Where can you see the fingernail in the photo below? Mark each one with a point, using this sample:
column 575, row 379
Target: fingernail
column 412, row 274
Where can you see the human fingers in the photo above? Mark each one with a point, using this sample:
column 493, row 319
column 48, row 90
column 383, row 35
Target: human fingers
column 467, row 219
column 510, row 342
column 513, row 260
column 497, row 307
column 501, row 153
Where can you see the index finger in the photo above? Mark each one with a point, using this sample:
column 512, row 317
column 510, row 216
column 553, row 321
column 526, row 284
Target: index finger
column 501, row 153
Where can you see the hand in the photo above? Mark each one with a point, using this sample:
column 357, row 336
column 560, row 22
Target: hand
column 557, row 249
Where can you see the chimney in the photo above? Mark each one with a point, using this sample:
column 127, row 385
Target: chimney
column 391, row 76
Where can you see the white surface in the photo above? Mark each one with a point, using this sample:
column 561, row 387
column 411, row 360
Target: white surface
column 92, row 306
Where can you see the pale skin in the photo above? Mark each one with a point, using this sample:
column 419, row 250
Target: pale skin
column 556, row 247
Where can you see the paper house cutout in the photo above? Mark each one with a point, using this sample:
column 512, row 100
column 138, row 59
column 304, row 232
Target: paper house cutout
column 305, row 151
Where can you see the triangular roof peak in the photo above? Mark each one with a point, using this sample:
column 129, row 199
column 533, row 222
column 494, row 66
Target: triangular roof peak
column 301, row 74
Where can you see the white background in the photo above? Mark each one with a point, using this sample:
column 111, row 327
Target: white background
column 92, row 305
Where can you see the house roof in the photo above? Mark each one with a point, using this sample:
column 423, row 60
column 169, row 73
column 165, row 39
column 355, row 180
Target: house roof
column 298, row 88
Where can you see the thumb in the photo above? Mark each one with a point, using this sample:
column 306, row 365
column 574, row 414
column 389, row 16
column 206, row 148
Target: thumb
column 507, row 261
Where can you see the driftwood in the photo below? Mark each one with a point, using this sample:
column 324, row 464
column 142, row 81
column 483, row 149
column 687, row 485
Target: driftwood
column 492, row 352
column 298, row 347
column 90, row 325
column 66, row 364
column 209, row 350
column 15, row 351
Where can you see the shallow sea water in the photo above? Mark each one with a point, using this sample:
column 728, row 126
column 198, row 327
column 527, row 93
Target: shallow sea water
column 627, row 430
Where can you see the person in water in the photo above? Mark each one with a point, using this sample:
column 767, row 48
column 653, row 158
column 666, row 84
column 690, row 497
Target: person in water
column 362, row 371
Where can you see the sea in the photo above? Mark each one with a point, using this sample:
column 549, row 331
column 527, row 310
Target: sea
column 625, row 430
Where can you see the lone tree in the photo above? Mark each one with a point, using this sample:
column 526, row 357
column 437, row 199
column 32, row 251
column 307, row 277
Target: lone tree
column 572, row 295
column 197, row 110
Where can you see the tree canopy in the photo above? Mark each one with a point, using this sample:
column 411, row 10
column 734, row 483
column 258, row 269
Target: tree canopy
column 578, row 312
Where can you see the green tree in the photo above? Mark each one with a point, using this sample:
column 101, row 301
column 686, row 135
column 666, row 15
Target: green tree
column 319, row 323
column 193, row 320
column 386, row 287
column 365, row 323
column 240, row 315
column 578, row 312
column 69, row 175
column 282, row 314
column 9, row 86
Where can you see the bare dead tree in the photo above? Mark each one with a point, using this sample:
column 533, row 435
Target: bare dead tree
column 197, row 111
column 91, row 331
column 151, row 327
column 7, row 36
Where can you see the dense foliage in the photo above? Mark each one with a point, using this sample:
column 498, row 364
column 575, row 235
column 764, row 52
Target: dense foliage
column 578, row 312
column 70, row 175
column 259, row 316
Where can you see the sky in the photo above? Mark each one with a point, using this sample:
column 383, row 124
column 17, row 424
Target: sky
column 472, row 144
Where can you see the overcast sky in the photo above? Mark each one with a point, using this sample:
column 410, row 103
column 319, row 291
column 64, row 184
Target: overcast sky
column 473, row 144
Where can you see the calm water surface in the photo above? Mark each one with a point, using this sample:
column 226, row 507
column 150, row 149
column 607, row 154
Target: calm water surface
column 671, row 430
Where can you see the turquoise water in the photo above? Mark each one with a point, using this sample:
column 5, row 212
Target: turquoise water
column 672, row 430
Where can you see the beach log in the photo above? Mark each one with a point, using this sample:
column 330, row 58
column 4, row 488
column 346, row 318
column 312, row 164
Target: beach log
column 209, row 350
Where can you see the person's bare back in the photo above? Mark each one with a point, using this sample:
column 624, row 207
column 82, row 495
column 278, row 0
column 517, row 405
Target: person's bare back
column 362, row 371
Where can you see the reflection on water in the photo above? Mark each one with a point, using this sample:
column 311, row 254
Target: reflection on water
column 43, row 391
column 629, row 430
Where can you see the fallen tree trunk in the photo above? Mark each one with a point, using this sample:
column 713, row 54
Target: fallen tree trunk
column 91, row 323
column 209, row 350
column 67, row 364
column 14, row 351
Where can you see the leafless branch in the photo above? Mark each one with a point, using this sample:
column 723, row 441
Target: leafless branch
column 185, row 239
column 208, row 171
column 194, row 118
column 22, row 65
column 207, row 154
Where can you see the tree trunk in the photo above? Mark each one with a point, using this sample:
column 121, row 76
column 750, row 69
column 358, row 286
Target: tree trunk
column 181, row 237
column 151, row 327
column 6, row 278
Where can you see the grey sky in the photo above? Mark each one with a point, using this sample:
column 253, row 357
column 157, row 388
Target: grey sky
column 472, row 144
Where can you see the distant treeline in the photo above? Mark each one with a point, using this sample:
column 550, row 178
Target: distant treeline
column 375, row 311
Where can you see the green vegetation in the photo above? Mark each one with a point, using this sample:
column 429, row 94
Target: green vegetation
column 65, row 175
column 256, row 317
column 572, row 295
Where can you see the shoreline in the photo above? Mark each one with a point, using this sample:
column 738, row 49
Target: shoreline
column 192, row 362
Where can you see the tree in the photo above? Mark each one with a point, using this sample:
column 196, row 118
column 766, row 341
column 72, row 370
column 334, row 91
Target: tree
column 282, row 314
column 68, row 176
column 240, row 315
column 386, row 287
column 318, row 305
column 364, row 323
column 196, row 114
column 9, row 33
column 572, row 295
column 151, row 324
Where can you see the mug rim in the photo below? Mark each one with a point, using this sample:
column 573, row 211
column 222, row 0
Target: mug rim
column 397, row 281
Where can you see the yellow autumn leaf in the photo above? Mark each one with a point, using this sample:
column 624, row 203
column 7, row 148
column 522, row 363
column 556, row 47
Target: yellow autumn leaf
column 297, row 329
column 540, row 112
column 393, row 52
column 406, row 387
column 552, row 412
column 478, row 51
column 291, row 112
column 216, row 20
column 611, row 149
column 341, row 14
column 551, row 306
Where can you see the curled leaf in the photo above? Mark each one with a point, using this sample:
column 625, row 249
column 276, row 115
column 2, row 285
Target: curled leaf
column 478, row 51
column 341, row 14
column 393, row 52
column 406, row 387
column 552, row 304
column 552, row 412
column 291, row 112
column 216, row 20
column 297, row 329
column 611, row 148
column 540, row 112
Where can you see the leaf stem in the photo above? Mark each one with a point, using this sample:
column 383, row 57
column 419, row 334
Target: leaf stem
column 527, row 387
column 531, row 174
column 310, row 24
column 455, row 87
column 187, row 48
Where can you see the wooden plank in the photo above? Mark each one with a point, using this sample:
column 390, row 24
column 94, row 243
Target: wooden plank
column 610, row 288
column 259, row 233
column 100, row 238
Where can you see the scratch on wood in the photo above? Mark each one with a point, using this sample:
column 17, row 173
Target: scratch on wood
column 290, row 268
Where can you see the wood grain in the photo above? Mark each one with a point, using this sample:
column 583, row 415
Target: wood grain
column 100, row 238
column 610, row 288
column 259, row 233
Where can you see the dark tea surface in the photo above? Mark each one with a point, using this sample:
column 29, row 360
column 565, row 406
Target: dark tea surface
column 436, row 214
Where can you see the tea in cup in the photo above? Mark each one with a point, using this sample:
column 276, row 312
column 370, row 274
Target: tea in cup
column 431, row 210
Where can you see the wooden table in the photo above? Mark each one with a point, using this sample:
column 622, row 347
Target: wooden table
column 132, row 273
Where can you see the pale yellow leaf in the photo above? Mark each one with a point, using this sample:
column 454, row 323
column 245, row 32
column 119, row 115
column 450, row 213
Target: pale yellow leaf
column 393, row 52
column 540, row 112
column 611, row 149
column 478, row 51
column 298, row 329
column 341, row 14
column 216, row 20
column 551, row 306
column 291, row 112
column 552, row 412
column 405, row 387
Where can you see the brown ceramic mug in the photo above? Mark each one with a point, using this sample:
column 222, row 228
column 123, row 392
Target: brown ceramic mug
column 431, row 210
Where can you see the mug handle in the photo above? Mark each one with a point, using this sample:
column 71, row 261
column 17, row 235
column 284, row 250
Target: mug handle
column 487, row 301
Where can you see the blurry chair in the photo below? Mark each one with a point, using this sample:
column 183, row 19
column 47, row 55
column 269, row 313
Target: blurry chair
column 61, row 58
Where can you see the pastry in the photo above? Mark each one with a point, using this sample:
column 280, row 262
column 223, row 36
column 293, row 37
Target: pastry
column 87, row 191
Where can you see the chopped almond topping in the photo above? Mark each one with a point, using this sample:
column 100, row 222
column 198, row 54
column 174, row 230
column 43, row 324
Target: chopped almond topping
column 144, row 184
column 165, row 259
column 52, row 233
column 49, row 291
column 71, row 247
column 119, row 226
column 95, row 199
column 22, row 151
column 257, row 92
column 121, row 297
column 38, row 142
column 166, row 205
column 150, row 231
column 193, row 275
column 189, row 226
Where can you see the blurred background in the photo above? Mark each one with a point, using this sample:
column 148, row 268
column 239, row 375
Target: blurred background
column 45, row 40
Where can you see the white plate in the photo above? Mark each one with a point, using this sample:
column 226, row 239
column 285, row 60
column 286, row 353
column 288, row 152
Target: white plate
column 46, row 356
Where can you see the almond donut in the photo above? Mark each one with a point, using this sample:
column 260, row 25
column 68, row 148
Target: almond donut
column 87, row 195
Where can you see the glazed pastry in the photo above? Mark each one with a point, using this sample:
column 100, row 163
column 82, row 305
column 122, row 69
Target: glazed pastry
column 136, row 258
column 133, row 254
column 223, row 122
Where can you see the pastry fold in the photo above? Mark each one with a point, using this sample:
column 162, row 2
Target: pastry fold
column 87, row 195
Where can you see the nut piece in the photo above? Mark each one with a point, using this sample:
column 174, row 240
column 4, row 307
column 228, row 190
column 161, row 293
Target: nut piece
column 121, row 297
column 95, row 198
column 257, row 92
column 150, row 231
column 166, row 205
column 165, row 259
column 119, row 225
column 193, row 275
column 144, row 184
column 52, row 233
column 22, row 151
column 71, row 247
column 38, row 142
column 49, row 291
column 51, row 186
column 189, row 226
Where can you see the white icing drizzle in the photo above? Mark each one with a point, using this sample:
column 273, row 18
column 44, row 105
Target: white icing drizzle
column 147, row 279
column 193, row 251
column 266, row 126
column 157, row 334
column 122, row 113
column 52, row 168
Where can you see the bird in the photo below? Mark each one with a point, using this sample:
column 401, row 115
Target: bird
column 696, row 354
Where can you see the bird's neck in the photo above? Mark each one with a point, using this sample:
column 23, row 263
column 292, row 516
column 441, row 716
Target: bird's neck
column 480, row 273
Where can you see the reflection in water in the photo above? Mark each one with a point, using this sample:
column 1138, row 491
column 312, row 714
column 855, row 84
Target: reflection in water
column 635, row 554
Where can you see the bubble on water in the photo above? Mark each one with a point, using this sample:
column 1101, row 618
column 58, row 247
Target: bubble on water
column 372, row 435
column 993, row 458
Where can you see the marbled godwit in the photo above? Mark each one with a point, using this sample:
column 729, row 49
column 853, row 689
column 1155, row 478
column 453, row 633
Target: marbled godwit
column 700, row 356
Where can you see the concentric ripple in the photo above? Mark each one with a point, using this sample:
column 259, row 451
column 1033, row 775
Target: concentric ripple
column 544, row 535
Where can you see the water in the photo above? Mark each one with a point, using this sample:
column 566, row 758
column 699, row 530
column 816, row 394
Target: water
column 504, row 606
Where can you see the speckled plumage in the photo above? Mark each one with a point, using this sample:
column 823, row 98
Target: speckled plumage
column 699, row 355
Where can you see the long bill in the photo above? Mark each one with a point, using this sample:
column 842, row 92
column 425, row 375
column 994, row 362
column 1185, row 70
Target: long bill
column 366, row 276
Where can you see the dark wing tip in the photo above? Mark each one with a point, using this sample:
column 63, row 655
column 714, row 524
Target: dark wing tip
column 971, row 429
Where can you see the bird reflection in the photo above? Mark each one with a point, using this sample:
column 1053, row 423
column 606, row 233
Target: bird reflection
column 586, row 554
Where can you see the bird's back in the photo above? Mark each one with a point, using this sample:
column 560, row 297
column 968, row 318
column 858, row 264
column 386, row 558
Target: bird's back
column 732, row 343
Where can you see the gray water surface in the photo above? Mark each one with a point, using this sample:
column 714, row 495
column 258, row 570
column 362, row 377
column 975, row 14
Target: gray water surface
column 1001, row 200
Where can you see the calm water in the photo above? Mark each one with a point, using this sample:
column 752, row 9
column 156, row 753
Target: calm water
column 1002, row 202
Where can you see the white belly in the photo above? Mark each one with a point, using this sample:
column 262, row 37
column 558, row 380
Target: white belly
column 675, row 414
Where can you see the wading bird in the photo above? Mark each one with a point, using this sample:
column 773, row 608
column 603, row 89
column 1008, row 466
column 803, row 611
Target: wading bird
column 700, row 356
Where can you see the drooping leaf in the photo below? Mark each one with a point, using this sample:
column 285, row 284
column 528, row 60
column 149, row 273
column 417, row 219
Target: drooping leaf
========
The exercise: Rewrite the lines of the material from the one containing "Where can you see the long" up to and including the one containing "column 366, row 276", putting "slender beak" in place of each "long bill" and leaving everything else unchanged.

Solution to the problem:
Where can you see the slender beak in the photo above? Mark each one with a point, using this sample:
column 842, row 92
column 425, row 375
column 994, row 362
column 1185, row 70
Target: slender beak
column 366, row 276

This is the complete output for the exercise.